*Goal*
Reproduce the stretch of the listing from the line containing "Verification task: does this scene contain any red" through the end, keeping the request line, and shift every bounding-box coordinate in the answers up by 13.

(Records from a dataset)
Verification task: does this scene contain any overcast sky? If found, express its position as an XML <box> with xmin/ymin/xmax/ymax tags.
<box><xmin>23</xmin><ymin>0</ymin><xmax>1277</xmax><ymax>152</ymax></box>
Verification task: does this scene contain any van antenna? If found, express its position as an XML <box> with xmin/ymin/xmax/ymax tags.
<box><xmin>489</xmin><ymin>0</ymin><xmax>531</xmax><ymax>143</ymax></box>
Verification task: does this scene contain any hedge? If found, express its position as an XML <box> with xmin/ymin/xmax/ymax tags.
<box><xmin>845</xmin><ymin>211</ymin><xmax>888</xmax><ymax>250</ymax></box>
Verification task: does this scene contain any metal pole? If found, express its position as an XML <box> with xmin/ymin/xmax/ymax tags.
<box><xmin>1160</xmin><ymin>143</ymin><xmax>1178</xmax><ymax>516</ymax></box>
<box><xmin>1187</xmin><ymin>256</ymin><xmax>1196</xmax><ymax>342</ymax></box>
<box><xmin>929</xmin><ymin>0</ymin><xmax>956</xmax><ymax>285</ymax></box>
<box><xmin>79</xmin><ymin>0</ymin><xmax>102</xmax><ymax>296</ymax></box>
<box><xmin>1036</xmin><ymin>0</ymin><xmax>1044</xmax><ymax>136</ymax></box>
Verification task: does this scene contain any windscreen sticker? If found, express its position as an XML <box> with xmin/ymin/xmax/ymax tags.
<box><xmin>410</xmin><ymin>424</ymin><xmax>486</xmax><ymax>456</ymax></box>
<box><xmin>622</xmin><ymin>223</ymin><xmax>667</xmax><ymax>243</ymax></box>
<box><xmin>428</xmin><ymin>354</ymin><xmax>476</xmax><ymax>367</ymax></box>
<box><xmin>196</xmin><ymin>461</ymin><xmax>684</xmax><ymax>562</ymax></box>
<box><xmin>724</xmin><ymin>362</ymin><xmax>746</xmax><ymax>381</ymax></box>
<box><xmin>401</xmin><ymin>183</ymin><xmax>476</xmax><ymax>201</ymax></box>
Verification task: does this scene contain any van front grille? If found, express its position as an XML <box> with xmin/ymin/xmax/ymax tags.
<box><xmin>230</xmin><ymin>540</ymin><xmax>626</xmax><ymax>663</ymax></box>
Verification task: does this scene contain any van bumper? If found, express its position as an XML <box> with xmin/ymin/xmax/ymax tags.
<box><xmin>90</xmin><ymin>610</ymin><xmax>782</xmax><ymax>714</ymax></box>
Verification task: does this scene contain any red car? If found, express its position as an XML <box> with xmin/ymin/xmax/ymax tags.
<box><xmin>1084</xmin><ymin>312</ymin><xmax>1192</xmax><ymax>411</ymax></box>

*Final result*
Verification task: does this scene contain any red car? If found, express its position as an XML <box> with xmin/ymin/xmax/ymax tags.
<box><xmin>1097</xmin><ymin>325</ymin><xmax>1205</xmax><ymax>424</ymax></box>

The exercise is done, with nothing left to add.